§ YOUR INSTRUCTIONS
Copy exactly. Begin with the line that contains "Labeling fields. Category: side" and stop after the last line of the records.

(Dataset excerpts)
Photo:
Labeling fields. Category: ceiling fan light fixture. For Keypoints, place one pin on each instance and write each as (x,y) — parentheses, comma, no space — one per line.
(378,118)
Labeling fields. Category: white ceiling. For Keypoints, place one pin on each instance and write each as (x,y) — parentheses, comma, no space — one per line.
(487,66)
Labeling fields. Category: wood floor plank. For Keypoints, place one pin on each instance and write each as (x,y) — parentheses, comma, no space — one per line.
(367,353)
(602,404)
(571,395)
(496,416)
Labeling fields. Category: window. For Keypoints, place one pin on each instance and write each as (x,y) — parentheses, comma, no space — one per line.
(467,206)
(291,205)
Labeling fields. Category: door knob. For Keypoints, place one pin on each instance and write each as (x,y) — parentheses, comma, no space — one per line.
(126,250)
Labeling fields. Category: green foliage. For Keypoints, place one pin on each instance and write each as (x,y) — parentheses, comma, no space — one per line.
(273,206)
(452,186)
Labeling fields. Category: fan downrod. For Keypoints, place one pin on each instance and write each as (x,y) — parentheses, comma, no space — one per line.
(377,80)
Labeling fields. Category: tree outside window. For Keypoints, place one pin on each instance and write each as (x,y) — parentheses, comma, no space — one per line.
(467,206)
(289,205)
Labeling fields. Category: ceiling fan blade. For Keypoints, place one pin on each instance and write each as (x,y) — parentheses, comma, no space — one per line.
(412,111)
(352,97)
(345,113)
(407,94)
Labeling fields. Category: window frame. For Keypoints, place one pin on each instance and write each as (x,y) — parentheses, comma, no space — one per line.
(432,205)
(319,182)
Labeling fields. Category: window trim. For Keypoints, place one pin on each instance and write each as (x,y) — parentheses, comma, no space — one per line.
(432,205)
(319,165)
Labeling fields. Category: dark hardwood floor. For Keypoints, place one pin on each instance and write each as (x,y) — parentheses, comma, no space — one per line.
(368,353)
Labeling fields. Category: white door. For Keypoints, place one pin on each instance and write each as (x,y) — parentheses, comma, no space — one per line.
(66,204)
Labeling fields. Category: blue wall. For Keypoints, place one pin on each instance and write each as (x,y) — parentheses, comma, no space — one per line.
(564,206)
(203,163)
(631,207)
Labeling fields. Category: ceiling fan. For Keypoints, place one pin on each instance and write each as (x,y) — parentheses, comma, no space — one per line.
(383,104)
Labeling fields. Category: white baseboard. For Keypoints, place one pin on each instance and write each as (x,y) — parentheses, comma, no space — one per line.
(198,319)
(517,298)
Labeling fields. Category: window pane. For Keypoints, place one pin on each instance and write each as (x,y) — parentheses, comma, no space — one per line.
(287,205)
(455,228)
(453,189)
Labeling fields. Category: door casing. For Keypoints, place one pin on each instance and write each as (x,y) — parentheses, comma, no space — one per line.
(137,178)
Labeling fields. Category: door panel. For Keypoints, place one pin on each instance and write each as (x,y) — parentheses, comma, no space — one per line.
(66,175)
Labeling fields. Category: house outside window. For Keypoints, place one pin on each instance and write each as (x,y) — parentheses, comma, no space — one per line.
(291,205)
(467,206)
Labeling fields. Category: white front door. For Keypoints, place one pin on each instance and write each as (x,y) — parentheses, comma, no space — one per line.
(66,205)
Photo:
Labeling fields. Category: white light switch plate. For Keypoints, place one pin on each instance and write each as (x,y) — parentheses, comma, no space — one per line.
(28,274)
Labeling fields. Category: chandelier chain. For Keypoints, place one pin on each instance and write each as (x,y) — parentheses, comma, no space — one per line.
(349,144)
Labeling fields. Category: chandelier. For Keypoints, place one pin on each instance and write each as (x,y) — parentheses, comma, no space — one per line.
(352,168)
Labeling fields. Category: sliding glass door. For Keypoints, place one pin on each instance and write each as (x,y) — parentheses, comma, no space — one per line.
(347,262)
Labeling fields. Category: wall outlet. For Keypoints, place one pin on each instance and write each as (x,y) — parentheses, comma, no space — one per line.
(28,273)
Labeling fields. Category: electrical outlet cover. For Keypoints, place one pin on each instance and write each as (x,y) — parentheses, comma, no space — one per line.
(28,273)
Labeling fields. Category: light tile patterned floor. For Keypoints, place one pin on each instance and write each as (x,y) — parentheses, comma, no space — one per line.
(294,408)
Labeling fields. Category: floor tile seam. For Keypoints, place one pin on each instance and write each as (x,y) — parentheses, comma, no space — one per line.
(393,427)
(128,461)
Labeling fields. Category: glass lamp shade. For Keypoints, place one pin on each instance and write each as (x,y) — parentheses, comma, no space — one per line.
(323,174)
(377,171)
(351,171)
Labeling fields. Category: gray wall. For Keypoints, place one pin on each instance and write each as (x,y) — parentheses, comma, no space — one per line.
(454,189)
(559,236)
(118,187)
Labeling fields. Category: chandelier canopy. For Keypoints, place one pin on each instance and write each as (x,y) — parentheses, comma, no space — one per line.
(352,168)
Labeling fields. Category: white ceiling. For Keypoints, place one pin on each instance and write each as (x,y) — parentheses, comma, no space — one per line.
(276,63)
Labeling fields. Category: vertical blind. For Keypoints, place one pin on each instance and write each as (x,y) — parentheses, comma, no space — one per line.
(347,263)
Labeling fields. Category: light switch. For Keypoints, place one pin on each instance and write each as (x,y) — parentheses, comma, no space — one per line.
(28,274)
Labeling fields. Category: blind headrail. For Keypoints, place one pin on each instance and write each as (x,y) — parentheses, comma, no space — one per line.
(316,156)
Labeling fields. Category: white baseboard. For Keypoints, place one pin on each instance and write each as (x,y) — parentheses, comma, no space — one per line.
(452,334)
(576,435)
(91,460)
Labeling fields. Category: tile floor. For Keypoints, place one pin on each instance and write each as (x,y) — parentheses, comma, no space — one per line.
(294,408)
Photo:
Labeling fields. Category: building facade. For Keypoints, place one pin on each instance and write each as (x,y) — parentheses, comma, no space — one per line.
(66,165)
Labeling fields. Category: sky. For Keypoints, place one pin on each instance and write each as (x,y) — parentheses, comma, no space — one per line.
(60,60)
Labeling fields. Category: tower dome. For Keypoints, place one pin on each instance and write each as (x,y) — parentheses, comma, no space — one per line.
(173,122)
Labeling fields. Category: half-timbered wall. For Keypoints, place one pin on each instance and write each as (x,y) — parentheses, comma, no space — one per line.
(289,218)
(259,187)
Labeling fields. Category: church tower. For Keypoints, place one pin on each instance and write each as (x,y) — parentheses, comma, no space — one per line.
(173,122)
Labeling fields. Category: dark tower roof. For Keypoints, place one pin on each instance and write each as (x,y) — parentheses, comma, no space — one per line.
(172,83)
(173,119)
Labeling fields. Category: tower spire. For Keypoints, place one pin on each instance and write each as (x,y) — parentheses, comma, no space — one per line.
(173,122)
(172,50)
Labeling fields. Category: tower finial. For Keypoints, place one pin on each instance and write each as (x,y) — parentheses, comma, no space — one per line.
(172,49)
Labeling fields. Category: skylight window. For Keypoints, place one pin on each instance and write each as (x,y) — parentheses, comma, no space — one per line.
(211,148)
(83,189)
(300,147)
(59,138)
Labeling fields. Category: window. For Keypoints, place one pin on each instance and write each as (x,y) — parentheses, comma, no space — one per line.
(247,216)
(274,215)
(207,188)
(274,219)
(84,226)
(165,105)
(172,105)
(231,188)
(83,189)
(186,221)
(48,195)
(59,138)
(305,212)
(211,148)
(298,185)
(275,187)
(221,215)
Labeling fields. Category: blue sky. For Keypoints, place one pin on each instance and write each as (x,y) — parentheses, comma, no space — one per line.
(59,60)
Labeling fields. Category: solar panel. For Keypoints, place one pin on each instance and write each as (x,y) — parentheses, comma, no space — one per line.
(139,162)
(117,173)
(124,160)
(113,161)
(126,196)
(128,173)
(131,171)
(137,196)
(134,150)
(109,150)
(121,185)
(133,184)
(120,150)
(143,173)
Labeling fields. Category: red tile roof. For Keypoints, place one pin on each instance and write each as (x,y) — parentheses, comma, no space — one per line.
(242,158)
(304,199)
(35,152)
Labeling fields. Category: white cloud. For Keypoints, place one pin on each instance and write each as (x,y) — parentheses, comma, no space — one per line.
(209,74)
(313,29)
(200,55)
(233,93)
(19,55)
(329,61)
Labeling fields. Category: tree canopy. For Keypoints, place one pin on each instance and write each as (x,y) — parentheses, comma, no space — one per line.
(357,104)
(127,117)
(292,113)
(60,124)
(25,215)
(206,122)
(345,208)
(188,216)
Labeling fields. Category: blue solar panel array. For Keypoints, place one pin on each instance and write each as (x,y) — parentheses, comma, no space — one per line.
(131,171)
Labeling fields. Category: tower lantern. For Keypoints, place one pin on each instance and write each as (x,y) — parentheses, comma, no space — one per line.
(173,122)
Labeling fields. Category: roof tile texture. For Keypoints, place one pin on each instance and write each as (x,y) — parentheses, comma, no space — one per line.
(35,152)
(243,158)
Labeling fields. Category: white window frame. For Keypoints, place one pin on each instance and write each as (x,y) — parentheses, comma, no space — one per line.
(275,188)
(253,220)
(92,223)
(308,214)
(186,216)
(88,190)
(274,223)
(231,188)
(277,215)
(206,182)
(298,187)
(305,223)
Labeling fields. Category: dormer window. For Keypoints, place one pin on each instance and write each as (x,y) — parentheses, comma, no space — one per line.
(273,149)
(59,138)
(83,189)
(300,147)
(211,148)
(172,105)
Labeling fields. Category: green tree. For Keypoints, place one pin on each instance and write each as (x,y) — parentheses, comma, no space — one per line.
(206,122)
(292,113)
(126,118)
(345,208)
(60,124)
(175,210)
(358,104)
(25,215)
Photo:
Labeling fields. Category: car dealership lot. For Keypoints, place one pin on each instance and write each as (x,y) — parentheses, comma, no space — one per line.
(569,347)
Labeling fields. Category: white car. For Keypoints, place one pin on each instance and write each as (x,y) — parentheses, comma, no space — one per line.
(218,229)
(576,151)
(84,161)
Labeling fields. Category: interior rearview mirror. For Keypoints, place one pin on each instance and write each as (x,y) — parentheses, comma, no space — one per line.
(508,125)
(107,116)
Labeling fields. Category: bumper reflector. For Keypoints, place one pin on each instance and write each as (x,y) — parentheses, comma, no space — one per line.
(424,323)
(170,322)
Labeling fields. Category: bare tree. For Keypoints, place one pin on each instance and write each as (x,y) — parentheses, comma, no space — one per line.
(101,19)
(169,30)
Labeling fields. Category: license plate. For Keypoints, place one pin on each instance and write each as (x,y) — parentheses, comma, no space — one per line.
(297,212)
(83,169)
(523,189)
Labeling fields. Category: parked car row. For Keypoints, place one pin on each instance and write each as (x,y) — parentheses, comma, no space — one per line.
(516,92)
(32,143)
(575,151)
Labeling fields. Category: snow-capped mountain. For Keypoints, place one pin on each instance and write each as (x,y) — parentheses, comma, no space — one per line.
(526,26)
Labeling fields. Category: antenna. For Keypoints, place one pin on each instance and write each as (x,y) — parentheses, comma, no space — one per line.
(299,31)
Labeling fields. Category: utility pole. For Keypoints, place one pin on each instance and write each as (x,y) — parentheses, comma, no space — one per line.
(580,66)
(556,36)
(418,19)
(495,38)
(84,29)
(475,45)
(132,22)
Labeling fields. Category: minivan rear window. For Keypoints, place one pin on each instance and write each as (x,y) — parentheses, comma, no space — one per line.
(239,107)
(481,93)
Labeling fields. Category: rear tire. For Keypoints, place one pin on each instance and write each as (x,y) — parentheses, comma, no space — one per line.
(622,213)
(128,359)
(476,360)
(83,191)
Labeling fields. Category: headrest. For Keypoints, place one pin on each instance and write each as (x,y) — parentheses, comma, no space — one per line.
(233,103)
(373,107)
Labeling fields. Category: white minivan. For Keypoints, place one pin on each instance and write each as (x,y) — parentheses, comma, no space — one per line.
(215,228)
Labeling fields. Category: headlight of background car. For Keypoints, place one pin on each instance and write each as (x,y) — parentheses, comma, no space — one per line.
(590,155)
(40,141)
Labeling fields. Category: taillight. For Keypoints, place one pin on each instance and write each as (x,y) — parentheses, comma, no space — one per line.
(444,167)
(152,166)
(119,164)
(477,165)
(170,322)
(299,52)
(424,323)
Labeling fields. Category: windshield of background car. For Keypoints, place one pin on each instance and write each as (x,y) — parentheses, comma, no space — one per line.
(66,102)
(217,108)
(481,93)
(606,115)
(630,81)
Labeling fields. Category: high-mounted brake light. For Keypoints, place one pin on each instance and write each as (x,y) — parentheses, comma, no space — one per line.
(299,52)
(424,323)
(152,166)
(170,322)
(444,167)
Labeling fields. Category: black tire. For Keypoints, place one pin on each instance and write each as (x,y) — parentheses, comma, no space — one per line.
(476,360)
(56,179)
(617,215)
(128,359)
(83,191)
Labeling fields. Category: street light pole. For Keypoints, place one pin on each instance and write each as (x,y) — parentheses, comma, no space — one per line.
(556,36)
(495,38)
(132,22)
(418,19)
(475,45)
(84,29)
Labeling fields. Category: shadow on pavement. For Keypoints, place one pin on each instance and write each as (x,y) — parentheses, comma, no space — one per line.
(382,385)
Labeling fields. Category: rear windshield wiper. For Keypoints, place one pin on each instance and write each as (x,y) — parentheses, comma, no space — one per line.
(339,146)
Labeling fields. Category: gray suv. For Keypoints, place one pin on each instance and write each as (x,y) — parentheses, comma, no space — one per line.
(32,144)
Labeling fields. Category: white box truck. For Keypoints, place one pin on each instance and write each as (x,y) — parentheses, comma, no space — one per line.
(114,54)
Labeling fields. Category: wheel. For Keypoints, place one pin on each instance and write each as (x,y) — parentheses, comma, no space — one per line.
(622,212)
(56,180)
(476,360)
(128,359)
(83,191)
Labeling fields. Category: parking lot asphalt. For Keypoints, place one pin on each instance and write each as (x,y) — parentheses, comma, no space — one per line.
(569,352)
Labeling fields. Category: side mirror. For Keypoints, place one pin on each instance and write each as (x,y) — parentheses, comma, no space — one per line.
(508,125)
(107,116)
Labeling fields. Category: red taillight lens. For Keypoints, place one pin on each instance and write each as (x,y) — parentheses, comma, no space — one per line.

§ EXERCISE RESPONSE
Labeling fields. Category: side mirror. For Keypoints, place one pin on each instance and write each as (x,y) — parentheses, comma, no space — one per line.
(508,125)
(107,116)
Labeling fields. Category: red taillight lens. For Keypoints, place one pin on each instance and write each as (x,y) — parentheses, comma, no space — one per line.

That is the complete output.